++++ Listed entries

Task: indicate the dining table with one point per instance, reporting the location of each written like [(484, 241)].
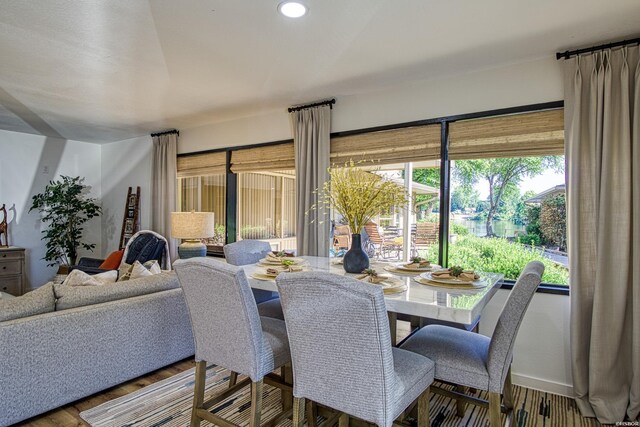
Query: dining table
[(444, 302)]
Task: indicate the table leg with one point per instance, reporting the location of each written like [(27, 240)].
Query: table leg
[(393, 326)]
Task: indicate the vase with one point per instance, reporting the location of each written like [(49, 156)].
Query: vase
[(355, 260)]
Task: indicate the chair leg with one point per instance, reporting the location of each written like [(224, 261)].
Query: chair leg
[(298, 411), (494, 410), (508, 391), (198, 392), (461, 405), (423, 409), (233, 379), (256, 403)]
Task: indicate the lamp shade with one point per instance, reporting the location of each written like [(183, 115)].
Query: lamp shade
[(192, 225)]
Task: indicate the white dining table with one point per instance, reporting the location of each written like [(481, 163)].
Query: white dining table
[(433, 302)]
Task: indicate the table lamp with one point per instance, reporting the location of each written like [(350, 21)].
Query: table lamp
[(191, 227)]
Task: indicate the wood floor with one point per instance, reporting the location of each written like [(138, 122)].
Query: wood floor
[(69, 415)]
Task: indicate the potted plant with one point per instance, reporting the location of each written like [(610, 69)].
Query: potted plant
[(65, 208), (359, 195)]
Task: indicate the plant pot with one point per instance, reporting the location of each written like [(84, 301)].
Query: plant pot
[(355, 260)]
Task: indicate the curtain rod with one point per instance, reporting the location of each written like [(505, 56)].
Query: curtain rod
[(328, 102), (168, 132), (569, 53)]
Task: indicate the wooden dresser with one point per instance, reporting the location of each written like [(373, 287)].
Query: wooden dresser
[(12, 271)]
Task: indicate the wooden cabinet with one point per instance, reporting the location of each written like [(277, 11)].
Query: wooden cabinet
[(12, 274)]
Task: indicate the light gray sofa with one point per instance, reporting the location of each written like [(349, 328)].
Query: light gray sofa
[(70, 342)]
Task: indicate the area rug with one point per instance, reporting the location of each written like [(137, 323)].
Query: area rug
[(167, 403)]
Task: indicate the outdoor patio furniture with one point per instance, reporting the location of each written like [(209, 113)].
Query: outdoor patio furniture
[(472, 360), (229, 332), (342, 354)]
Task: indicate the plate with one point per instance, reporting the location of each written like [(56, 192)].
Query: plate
[(428, 276), (295, 260)]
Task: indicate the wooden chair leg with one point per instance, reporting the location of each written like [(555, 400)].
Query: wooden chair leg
[(312, 414), (298, 411), (508, 391), (494, 410), (256, 403), (423, 409), (233, 379), (461, 405), (198, 392)]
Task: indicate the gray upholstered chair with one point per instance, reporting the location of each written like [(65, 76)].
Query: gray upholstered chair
[(472, 360), (249, 251), (229, 332), (341, 351)]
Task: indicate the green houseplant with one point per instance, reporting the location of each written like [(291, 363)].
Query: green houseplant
[(65, 208)]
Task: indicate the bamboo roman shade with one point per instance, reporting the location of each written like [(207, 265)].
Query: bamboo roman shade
[(518, 135), (266, 158), (389, 146), (202, 164)]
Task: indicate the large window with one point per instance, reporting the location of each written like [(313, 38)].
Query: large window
[(267, 209)]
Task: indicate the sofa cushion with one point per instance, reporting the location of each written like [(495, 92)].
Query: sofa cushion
[(78, 296), (38, 301)]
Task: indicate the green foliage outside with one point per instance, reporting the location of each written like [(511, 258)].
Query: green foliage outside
[(553, 224), (500, 256), (65, 208)]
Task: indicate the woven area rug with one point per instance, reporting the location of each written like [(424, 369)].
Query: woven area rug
[(168, 403)]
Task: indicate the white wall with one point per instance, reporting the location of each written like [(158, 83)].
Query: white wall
[(514, 85), (27, 163), (124, 164)]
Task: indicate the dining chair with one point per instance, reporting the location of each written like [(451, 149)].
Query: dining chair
[(228, 332), (249, 251), (342, 355), (468, 359)]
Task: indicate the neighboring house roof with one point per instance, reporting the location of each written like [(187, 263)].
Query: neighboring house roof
[(553, 191)]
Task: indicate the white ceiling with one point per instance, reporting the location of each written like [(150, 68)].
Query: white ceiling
[(106, 70)]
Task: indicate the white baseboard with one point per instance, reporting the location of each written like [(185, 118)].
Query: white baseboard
[(543, 385)]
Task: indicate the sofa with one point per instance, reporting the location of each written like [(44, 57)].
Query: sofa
[(62, 343)]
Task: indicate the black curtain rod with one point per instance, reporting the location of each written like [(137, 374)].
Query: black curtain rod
[(168, 132), (569, 53), (328, 102)]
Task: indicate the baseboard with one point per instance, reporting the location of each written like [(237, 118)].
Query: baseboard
[(542, 385)]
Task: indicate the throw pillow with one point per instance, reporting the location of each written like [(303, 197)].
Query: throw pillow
[(113, 260), (124, 272)]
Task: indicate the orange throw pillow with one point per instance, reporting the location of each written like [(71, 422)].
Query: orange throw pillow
[(113, 260)]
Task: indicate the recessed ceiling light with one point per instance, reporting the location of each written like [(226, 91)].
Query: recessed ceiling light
[(292, 9)]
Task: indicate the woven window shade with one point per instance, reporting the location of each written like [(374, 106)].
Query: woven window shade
[(267, 158), (202, 164), (519, 135), (388, 146)]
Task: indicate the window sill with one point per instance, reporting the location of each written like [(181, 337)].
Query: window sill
[(544, 288)]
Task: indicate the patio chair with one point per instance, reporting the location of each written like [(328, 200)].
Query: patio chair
[(342, 355), (228, 332), (472, 360), (249, 251)]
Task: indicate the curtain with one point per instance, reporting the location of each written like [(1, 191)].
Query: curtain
[(163, 191), (311, 128), (602, 147)]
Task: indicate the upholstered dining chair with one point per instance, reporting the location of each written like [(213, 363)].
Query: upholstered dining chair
[(228, 332), (246, 252), (468, 359), (342, 355)]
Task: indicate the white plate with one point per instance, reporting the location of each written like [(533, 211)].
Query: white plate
[(402, 266), (428, 276)]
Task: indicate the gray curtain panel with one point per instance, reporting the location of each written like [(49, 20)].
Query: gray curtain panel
[(602, 145), (163, 191), (311, 128)]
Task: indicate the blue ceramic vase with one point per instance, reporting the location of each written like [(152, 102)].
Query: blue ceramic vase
[(355, 260)]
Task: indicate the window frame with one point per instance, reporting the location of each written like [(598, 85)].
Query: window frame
[(445, 174)]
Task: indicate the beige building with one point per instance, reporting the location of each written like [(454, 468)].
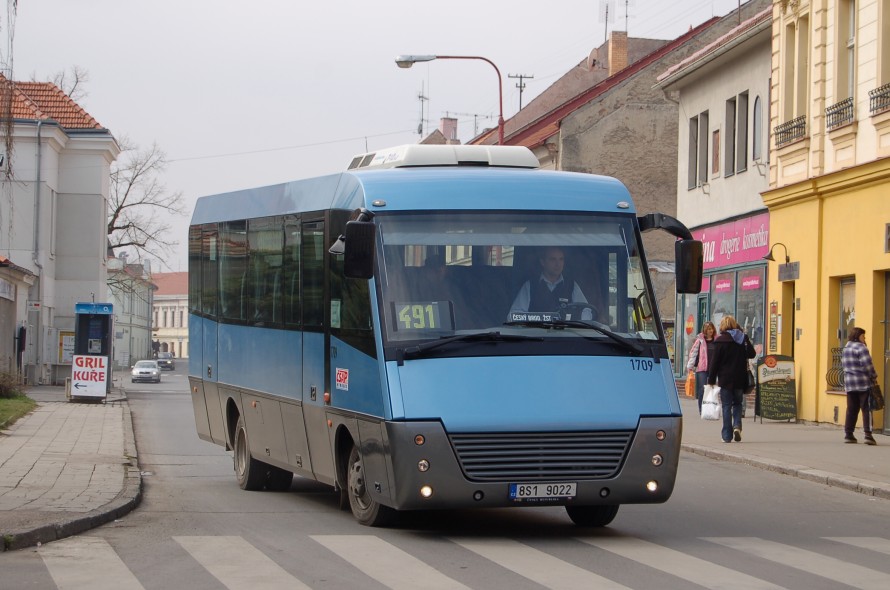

++++++++

The required output is every line from the one containing "Task: indicate the blue" through the last line of the records, inclusive, reproduced exactly and without pictures.

Task: indicate the blue ceramic vase with one point per instance, reporting the location of each written like [(152, 102)].
Query: blue ceramic vase
[(355, 260)]
Task: indicate the window frame with one point per instance, reporting the location of each written like [(598, 85)].
Query: window frame
[(445, 174)]
Task: indicate the beige building with one point per instance, reporting the location of each written like [(454, 468)].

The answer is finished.